> [What is needed] Show, from the entries below, every line in which "yellow" appears.

[Dataset entries]
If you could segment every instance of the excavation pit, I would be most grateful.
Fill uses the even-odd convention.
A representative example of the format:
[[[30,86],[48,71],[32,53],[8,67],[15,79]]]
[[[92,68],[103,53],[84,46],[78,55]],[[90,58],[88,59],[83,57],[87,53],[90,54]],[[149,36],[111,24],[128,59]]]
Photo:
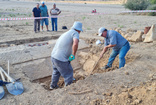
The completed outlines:
[[[74,79],[75,80],[73,80],[73,83],[76,83],[79,80],[85,79],[85,77],[77,75],[77,76],[74,76]],[[39,83],[39,84],[41,84],[43,86],[44,89],[50,90],[49,86],[50,86],[50,83],[51,83],[51,76],[40,78],[40,79],[36,79],[36,80],[34,80],[32,82],[33,83]],[[65,85],[64,79],[63,79],[63,77],[60,77],[59,82],[58,82],[59,88],[63,88],[64,85]]]
[[[74,83],[76,83],[79,80],[85,79],[87,76],[90,76],[90,73],[92,72],[94,65],[98,61],[102,49],[103,46],[91,46],[90,48],[85,48],[83,50],[78,51],[76,59],[72,62],[72,66],[74,66],[73,67],[74,78],[76,79],[75,81],[73,81]],[[108,50],[108,52],[100,60],[97,67],[92,72],[93,74],[109,72],[109,71],[117,70],[119,68],[118,66],[119,58],[117,56],[111,68],[108,68],[106,70],[101,69],[103,66],[107,64],[110,53],[111,53],[111,49]],[[137,57],[138,57],[137,54],[128,52],[125,57],[126,65],[133,62],[135,59],[137,59]],[[51,75],[44,78],[35,79],[32,82],[39,83],[43,86],[44,89],[49,90]],[[64,87],[64,79],[62,77],[60,77],[59,79],[58,86],[59,88]]]

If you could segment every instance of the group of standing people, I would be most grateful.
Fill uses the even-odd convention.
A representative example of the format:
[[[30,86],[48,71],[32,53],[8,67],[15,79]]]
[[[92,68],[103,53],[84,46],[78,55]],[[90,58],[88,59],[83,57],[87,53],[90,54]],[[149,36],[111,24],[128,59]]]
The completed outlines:
[[[33,16],[34,18],[34,32],[36,33],[37,31],[40,32],[40,24],[41,24],[41,28],[43,31],[43,26],[44,23],[46,25],[46,29],[47,31],[49,31],[48,29],[48,25],[49,25],[49,21],[48,21],[48,17],[49,17],[49,13],[48,13],[48,8],[45,5],[45,2],[42,1],[41,2],[41,6],[39,3],[37,3],[37,6],[33,8],[32,10],[33,12]],[[50,9],[50,15],[51,15],[51,23],[52,23],[52,31],[57,31],[57,16],[61,13],[61,11],[56,8],[56,4],[53,4],[53,8]],[[39,18],[41,17],[41,18]],[[45,17],[45,18],[44,18]]]

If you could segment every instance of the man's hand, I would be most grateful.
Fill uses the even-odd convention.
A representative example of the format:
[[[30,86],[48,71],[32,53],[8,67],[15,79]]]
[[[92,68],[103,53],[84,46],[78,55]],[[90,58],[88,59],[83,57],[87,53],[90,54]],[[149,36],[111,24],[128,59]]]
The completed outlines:
[[[100,54],[100,58],[103,57],[103,54],[104,54],[105,52],[107,52],[107,50],[108,50],[108,47],[107,47],[107,46],[103,48],[103,50],[102,50],[102,52],[101,52],[101,54]]]
[[[70,56],[69,56],[69,61],[72,61],[72,60],[74,60],[75,59],[75,56],[73,55],[73,54],[71,54]]]

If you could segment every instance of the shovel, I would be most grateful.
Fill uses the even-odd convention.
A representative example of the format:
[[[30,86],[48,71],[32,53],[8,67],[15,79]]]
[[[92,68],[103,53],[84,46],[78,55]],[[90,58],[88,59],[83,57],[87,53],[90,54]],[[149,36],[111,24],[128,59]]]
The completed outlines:
[[[100,58],[98,59],[98,61],[95,63],[95,65],[94,65],[94,67],[93,67],[93,69],[92,69],[90,75],[93,73],[93,71],[94,71],[94,69],[96,68],[97,64],[99,63],[100,59],[101,59],[101,57],[100,57]]]
[[[3,74],[2,74],[2,71],[0,71],[0,73],[1,73],[1,78],[2,78],[2,80],[4,81],[4,76],[3,76]],[[3,84],[3,83],[2,83]],[[3,97],[4,97],[4,95],[5,95],[5,91],[4,91],[4,89],[3,89],[3,86],[0,86],[0,99],[2,99]]]
[[[21,82],[16,82],[13,78],[11,78],[1,67],[0,70],[6,75],[11,83],[6,84],[8,92],[12,95],[20,95],[23,93],[24,88]]]

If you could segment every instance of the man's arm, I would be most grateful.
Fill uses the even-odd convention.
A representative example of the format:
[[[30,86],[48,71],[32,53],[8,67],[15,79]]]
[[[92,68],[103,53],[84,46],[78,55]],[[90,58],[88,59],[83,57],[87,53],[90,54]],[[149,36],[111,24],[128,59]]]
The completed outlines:
[[[77,52],[77,49],[78,49],[78,43],[79,43],[79,40],[74,38],[73,39],[73,46],[72,46],[72,54],[75,56],[76,55],[76,52]]]
[[[32,12],[33,17],[35,17],[34,12]]]
[[[48,9],[47,9],[47,15],[49,16]]]
[[[61,13],[61,11],[59,10],[59,13],[58,13],[58,15]]]
[[[52,9],[50,9],[50,14],[52,15],[51,10],[52,10]]]
[[[108,48],[111,48],[111,47],[114,47],[116,45],[108,45],[108,46],[105,46],[100,54],[100,58],[103,57],[103,54],[107,52]]]

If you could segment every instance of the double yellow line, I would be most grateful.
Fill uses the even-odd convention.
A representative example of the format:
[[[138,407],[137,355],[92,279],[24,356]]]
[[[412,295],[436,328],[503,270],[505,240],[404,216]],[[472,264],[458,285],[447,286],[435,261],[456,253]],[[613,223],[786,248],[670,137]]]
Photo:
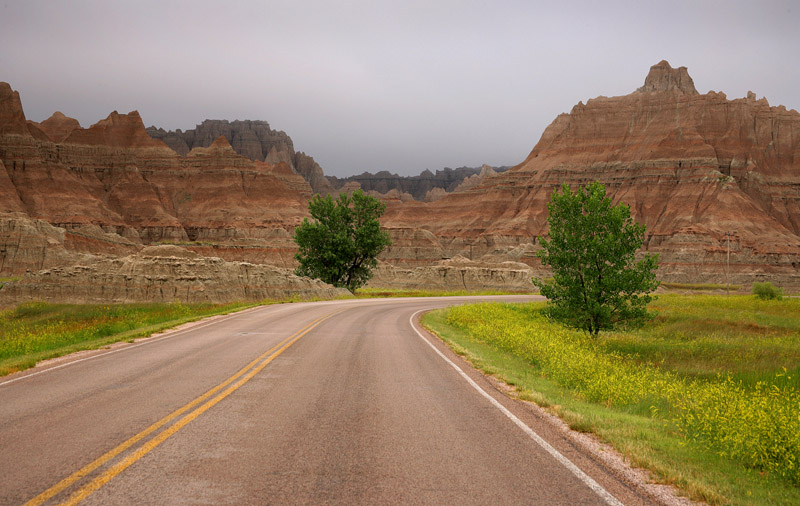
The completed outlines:
[[[103,485],[111,481],[115,476],[120,474],[122,471],[130,467],[134,462],[136,462],[137,460],[141,459],[142,457],[150,453],[155,447],[166,441],[167,438],[169,438],[170,436],[181,430],[183,427],[188,425],[189,422],[191,422],[198,416],[202,415],[209,409],[211,409],[222,399],[229,396],[231,393],[235,392],[239,387],[250,381],[250,379],[253,376],[255,376],[256,374],[259,373],[259,371],[264,369],[267,366],[267,364],[269,364],[275,359],[275,357],[283,353],[287,348],[289,348],[291,345],[297,342],[298,339],[311,332],[316,326],[318,326],[323,321],[327,320],[328,318],[330,318],[331,316],[333,316],[338,312],[339,311],[325,315],[321,318],[317,318],[316,320],[309,323],[296,333],[292,334],[291,336],[287,337],[286,339],[284,339],[271,349],[261,354],[258,358],[247,364],[244,368],[242,368],[239,372],[237,372],[230,378],[226,379],[225,381],[215,386],[208,392],[204,393],[200,397],[189,402],[185,406],[182,406],[181,408],[173,411],[172,413],[165,416],[161,420],[157,421],[156,423],[146,428],[142,432],[136,434],[135,436],[131,437],[124,443],[120,444],[113,450],[110,450],[109,452],[105,453],[104,455],[97,458],[93,462],[85,465],[84,467],[74,472],[70,476],[59,481],[52,487],[48,488],[41,494],[37,495],[30,501],[26,502],[25,506],[38,506],[40,504],[43,504],[44,502],[55,497],[65,489],[74,485],[76,482],[90,475],[99,467],[103,466],[114,457],[128,450],[142,439],[146,438],[150,434],[153,434],[158,429],[167,425],[171,421],[181,417],[184,413],[190,411],[198,404],[201,404],[199,407],[194,409],[194,411],[191,411],[188,415],[184,416],[183,418],[172,424],[169,428],[158,433],[158,435],[147,441],[147,443],[139,447],[136,451],[126,456],[113,466],[109,467],[102,474],[100,474],[99,476],[97,476],[96,478],[94,478],[93,480],[91,480],[90,482],[83,485],[75,492],[73,492],[72,495],[70,495],[69,498],[62,503],[65,505],[78,504],[82,500],[89,497],[92,493],[99,490]]]

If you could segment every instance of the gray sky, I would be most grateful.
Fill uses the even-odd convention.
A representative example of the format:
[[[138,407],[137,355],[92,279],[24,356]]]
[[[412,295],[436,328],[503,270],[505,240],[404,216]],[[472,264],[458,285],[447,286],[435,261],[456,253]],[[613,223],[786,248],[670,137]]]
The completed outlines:
[[[798,1],[0,0],[28,119],[263,119],[327,174],[514,165],[662,59],[701,93],[800,109]]]

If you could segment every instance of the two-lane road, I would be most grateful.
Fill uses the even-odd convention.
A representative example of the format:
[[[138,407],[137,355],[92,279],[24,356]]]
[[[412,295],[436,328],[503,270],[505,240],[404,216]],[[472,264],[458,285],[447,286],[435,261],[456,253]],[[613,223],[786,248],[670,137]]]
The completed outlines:
[[[476,299],[265,306],[0,378],[0,504],[650,504],[418,330]]]

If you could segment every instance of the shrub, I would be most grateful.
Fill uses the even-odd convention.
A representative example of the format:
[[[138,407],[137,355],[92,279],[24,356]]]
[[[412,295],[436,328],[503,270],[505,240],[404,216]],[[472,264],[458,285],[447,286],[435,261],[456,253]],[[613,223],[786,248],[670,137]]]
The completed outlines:
[[[769,281],[764,283],[753,283],[753,293],[759,299],[764,300],[781,300],[783,298],[783,290],[773,285]]]

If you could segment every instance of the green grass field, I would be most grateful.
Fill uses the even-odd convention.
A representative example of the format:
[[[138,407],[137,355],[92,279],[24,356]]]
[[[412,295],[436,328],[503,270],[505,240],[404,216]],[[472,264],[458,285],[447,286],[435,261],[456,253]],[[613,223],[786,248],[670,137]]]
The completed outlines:
[[[800,504],[800,300],[664,295],[643,329],[566,330],[541,303],[426,325],[478,367],[712,504]]]

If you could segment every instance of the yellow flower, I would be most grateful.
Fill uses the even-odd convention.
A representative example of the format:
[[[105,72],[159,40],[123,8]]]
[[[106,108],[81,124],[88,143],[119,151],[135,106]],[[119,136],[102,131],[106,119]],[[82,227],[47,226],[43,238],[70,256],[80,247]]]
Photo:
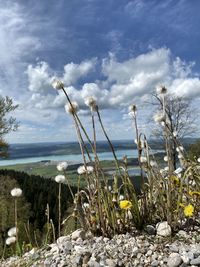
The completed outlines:
[[[172,175],[170,177],[170,179],[172,180],[172,182],[175,184],[175,185],[179,185],[180,184],[180,180],[179,178],[176,176],[176,175]]]
[[[130,209],[133,205],[129,200],[121,200],[119,202],[119,206],[121,209],[127,210],[127,209]]]
[[[193,213],[194,213],[194,207],[191,204],[185,206],[184,214],[186,217],[192,217]]]
[[[200,196],[200,192],[198,192],[198,191],[190,191],[189,195],[190,196],[193,196],[193,195]]]

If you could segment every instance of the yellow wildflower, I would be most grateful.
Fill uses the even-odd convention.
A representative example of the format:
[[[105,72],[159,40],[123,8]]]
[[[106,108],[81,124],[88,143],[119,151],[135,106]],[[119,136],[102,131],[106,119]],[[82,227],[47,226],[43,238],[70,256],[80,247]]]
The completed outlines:
[[[200,192],[198,192],[198,191],[190,191],[189,195],[190,196],[193,196],[193,195],[200,196]]]
[[[185,206],[184,214],[186,217],[192,217],[193,213],[194,213],[194,207],[191,204]]]
[[[170,177],[171,181],[175,184],[175,185],[179,185],[180,184],[180,180],[176,175],[172,175]]]
[[[132,205],[131,201],[129,201],[129,200],[121,200],[119,202],[119,206],[121,209],[127,210],[127,209],[130,209],[133,205]]]

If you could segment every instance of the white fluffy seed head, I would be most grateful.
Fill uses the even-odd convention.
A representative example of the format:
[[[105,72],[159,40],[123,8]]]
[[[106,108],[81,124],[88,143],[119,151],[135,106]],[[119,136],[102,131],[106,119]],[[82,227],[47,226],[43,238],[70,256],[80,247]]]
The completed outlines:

> [Task answer]
If you could segment every instance of the double yellow line, I would be most grateful.
If you could segment every instance of the yellow flower, I would be most grateful.
If you could segment every instance of the yellow wildflower, I would be most grateful.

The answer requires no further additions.